**Short exercise 1**:
Translate this sentence from the MapReduce text into Spanish: "This can slow down the overall process and cause subsequent jobs to wait for the slowest reducer to finish."
**Short exercise 2**:
Please decide whether each statement agrees with the MapReduce text, answering yes or no and quoting the words that settle it: (a) A map-side join avoids the sorting and merging process. (b) In a sort-merge join, the reducer has to be multi-threaded code. (c) MapReduce transparently retries failed tasks.

**Source document**:
....

In a MapReduce job, the mapper extracts a key and value from each input record. For example if we have user and activity events database, the key could be user ID and the mappers extract the user ID as the key from both the activity events and the user database. The MapReduce framework then partitions and sorts the key-value pairs by key, so that all the activity events and user records with the same user ID are adjacent to each other in the reducer input. The reducer can then perform the join logic by processing all the records for a particular user ID at once and outputting pairs of viewed-url and viewer-age-in-years. This algorithm is known as a sort-merge join because the mapper output is sorted by key and the reducers merge the sorted lists of records from both sides of the join.

In a sort-merge join, the mappers and the sorting process ensure that all the necessary data for performing the join operation for a particular user ID is brought together in the same place. This allows the reducer to be a simple, single-threaded piece of code that can process records efficiently with low memory overhead. The MapReduce programming model separates the physical network communication of the computation from the application logic, unlike in typical database usage where the application code often handles fetching data from the database. MapReduce also handles all network communication and transparently retries failed tasks, protecting the application code from partial failures.

Grouping and joining are common operations in data processing, and they can be implemented using the MapReduce programming model by setting up the mappers to produce key-value pairs using the desired grouping key. The partitioning and sorting process will then bring together all records with the same key in the same reducer, allowing for efficient processing of the records. Grouping is often used for aggregating data, such as counting the number of records in each group or adding up the values in a particular field. It can also be used for sessionization, or collating all the activity events for a particular user session in order to understand the sequence of actions taken by the user. When implementing these operations in MapReduce, it is important to ensure that the records with different keys are distributed across different partitions in order to efficiently process the data.

The MapReduce programming model can be used to perform operations such as joining, grouping, and aggregating large datasets by bringing related records with the same key to the same place. However, if a key has a disproportionately large amount of data associated with it, known as a hot key or linchpin object, this can cause skew or hot spots, where one reducer must process significantly more records than the others. This can slow down the overall process and cause subsequent jobs to wait for the slowest reducer to finish. To alleviate this issue, techniques such as skewed joins, sharded joins, and two-stage grouping can be used to parallelize the work and distribute it among multiple reducers. These methods may involve replicating data or using randomization to spread the work across reducers.

Map-Side Joins

The map-side join approach is more efficient than a reduce-side join because it avoids the sorting and merging process. Instead, it relies on the assumption that one of the input datasets is small enough to fit in memory. The mapper loads this small dataset into memory and then processes the larger input dataset, using the data from the small dataset to perform the join operation. This allows the mapper to perform the join logic directly on the input data, without the need for sorting or merging. However, this approach is only suitable for certain types of data and join operations, and it requires careful planning to ensure that the small dataset is indeed small enough to fit in memory.

....

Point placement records
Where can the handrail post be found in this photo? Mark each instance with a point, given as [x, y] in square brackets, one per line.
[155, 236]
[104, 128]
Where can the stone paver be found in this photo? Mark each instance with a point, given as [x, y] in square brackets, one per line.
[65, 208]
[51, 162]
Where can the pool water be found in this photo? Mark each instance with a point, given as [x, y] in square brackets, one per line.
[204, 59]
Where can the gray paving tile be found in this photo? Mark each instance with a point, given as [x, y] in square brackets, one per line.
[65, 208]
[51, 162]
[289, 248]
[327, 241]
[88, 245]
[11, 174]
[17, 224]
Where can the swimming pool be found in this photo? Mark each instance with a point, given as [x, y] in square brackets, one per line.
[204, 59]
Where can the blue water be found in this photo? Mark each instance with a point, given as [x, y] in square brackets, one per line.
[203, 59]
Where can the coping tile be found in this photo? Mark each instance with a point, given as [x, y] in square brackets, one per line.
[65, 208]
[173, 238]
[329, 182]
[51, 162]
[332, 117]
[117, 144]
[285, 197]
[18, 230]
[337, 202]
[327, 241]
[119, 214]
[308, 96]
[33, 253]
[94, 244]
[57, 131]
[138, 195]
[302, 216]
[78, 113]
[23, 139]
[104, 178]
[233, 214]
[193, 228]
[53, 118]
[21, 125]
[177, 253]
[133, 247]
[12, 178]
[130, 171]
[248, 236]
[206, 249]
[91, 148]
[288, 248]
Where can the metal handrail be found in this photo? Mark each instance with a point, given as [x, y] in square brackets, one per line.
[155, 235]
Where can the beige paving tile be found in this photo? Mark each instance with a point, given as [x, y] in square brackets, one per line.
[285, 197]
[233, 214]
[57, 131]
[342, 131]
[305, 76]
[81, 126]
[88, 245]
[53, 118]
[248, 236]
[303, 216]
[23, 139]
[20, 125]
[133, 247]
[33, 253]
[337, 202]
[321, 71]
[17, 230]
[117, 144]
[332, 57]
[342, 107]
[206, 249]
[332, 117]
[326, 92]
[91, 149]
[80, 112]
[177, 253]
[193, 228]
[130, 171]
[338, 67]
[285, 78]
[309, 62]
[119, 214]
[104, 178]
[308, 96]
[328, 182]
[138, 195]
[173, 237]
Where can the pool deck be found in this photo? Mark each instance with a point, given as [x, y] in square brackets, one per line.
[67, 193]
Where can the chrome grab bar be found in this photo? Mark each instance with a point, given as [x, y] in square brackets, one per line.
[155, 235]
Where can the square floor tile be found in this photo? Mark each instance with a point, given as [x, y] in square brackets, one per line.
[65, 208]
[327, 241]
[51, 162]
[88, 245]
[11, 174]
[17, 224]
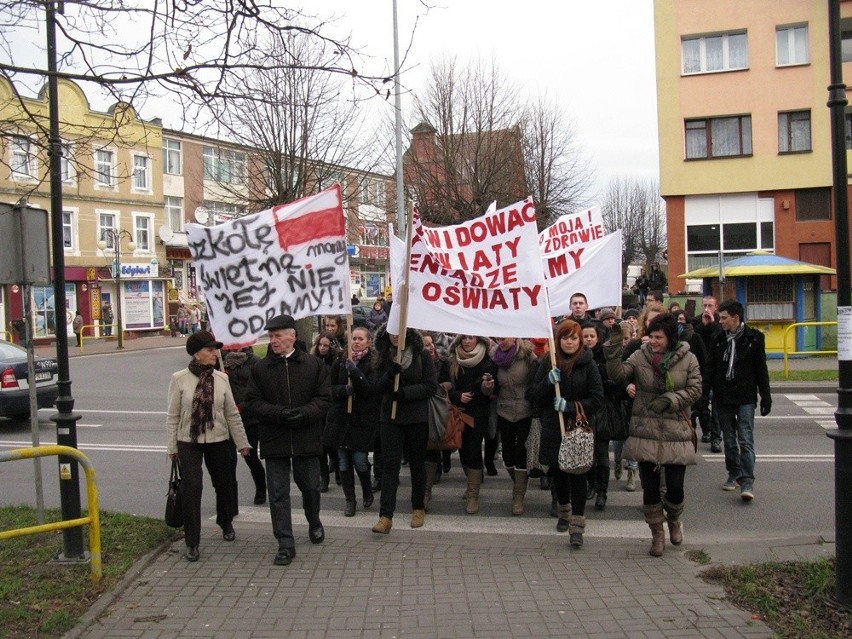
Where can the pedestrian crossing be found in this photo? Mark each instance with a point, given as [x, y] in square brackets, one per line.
[821, 410]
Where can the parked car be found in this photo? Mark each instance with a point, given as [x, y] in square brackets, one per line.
[14, 388]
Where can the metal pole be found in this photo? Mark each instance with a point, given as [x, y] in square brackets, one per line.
[843, 436]
[400, 193]
[66, 421]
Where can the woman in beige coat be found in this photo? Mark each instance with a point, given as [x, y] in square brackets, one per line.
[666, 381]
[202, 421]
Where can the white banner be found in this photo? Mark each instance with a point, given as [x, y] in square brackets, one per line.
[288, 259]
[592, 268]
[480, 277]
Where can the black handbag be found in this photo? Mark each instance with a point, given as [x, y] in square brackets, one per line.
[174, 505]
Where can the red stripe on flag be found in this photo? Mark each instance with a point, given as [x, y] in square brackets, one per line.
[310, 227]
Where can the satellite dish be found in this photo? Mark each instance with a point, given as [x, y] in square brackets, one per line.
[166, 233]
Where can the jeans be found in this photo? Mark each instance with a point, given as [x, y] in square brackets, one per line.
[307, 477]
[409, 439]
[346, 459]
[737, 423]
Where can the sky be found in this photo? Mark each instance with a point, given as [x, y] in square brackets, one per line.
[595, 58]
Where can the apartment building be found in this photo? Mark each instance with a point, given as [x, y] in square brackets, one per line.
[744, 131]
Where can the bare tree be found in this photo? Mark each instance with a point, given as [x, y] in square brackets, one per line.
[558, 177]
[634, 205]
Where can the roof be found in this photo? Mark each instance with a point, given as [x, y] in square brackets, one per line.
[760, 263]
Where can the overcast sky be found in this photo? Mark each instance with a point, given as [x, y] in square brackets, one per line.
[595, 58]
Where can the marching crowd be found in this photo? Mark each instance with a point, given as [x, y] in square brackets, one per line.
[645, 381]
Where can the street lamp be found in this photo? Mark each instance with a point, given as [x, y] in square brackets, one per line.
[115, 235]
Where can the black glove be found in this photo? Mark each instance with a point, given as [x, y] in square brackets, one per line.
[660, 404]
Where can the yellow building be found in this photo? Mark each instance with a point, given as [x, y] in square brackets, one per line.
[111, 184]
[744, 131]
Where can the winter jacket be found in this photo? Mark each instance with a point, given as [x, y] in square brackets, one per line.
[583, 385]
[353, 430]
[296, 382]
[226, 418]
[514, 382]
[750, 371]
[417, 383]
[666, 437]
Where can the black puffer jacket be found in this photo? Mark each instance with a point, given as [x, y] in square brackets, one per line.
[417, 383]
[353, 430]
[278, 383]
[583, 385]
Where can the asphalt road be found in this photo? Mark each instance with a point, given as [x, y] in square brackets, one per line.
[121, 398]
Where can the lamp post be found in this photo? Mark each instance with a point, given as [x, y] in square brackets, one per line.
[115, 235]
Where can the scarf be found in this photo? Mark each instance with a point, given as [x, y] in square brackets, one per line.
[504, 359]
[471, 359]
[357, 356]
[201, 418]
[731, 351]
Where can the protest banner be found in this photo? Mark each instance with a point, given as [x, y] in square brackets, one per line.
[480, 277]
[288, 259]
[571, 230]
[592, 268]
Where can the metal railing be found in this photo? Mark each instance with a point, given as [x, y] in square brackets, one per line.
[788, 353]
[93, 518]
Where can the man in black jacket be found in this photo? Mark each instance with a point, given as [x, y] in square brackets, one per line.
[289, 393]
[737, 371]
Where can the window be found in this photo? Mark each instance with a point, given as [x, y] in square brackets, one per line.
[68, 230]
[813, 204]
[172, 157]
[174, 213]
[66, 167]
[107, 220]
[104, 168]
[718, 137]
[794, 131]
[142, 232]
[141, 173]
[23, 160]
[710, 53]
[791, 45]
[223, 165]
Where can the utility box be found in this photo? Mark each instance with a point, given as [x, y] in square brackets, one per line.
[24, 245]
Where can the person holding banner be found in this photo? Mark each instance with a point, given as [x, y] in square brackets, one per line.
[516, 364]
[353, 417]
[405, 431]
[668, 381]
[472, 375]
[579, 380]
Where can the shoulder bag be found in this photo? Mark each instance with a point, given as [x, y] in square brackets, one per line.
[174, 505]
[578, 444]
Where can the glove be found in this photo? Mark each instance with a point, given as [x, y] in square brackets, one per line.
[660, 404]
[561, 405]
[291, 417]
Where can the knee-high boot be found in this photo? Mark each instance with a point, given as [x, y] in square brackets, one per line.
[673, 513]
[654, 517]
[347, 481]
[366, 486]
[474, 481]
[431, 473]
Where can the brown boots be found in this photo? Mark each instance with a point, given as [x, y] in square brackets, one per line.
[519, 491]
[673, 513]
[655, 517]
[474, 481]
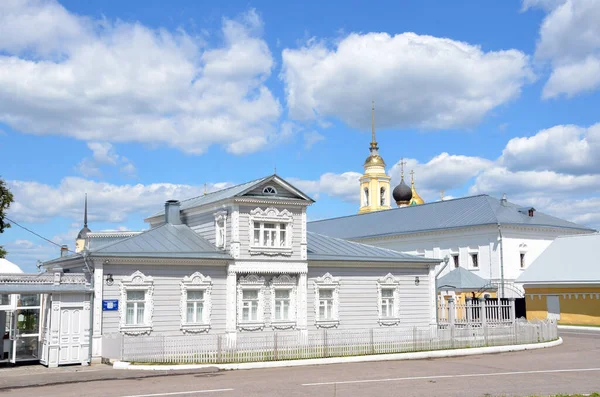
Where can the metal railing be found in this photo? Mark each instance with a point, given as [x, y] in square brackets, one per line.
[293, 345]
[476, 312]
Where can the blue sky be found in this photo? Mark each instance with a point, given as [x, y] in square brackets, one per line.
[138, 102]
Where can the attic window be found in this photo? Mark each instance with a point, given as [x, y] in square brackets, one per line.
[270, 190]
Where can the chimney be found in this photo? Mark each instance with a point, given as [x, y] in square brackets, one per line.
[172, 215]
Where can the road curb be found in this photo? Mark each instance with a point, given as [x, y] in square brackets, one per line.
[578, 328]
[343, 360]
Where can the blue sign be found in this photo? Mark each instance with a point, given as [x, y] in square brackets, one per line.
[110, 304]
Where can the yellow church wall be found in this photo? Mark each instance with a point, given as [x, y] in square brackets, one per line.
[578, 306]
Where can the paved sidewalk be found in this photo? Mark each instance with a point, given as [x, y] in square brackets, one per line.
[24, 376]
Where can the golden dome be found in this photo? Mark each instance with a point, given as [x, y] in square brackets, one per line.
[416, 199]
[374, 160]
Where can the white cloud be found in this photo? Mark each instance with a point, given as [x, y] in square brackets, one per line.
[570, 41]
[498, 180]
[113, 81]
[103, 153]
[344, 186]
[563, 148]
[37, 202]
[415, 80]
[310, 138]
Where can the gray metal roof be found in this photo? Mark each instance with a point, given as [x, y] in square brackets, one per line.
[461, 279]
[572, 259]
[449, 214]
[167, 240]
[324, 248]
[233, 191]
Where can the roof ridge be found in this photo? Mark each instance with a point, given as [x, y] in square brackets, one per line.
[226, 188]
[134, 236]
[405, 208]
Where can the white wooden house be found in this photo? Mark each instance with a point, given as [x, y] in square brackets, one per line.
[241, 260]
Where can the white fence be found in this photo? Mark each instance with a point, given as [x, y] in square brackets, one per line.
[477, 312]
[293, 345]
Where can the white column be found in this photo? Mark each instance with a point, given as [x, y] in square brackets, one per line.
[432, 297]
[231, 315]
[97, 313]
[301, 307]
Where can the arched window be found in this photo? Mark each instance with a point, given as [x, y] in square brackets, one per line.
[270, 190]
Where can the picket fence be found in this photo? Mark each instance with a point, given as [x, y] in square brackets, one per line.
[294, 345]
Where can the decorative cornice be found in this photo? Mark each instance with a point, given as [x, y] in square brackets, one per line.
[269, 267]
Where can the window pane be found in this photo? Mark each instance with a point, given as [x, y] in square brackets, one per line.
[195, 295]
[136, 295]
[130, 310]
[190, 312]
[140, 319]
[29, 300]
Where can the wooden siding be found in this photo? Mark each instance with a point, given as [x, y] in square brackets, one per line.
[245, 232]
[166, 319]
[358, 296]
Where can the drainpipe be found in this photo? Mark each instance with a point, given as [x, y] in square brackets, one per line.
[446, 260]
[91, 333]
[500, 245]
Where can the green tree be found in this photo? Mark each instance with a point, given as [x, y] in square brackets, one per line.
[6, 198]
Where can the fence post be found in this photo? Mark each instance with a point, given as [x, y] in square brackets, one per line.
[451, 319]
[325, 347]
[513, 313]
[219, 348]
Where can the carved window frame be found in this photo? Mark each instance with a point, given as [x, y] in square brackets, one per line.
[221, 223]
[271, 215]
[393, 283]
[196, 282]
[138, 281]
[289, 283]
[256, 283]
[327, 281]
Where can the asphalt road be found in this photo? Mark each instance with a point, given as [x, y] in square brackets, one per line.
[573, 367]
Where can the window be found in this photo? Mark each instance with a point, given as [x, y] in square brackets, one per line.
[136, 305]
[270, 234]
[136, 314]
[250, 305]
[387, 302]
[327, 301]
[220, 229]
[283, 302]
[270, 231]
[270, 190]
[475, 260]
[388, 295]
[195, 305]
[251, 302]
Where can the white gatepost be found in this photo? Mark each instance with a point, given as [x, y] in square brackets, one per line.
[231, 313]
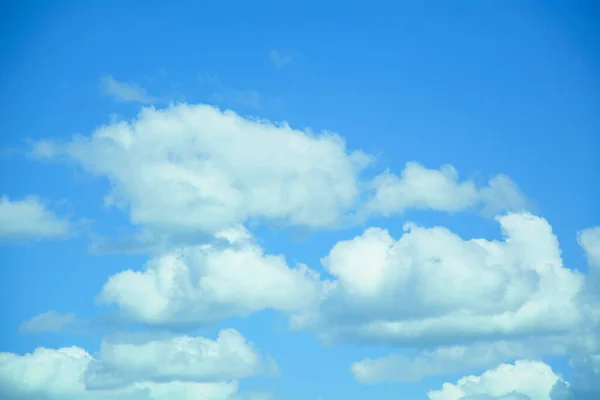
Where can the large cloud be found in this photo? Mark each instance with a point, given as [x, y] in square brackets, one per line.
[181, 367]
[193, 167]
[431, 287]
[205, 283]
[418, 187]
[523, 380]
[589, 240]
[30, 219]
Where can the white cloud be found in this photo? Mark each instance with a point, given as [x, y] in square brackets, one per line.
[29, 219]
[50, 321]
[431, 287]
[183, 358]
[125, 91]
[200, 284]
[441, 361]
[589, 240]
[197, 168]
[418, 187]
[523, 380]
[279, 58]
[179, 368]
[189, 168]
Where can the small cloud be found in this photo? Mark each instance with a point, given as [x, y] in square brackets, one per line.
[130, 92]
[30, 219]
[280, 59]
[51, 321]
[224, 94]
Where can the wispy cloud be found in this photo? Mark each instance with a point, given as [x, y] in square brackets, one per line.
[30, 219]
[279, 58]
[130, 92]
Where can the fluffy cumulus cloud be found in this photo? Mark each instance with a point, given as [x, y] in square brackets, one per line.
[125, 91]
[181, 367]
[431, 287]
[194, 167]
[418, 187]
[205, 283]
[589, 240]
[523, 380]
[28, 219]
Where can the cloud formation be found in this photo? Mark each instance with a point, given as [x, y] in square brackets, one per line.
[30, 219]
[523, 380]
[181, 367]
[439, 361]
[280, 59]
[50, 321]
[193, 167]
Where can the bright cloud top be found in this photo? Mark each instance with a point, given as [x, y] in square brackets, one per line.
[30, 219]
[205, 283]
[431, 287]
[182, 367]
[418, 187]
[190, 167]
[523, 380]
[440, 361]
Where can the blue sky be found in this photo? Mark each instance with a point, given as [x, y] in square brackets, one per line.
[462, 119]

....

**Finished answer 1**:
Esto puede ralentizar el proceso general y hacer que los trabajos posteriores esperen a que termine el reductor más lento.

**Finished answer 2**:
(a) Yes: "it avoids the sorting and merging process"
(b) No: "This allows the reducer to be a simple, single-threaded piece of code"
(c) Yes: "transparently retries failed tasks"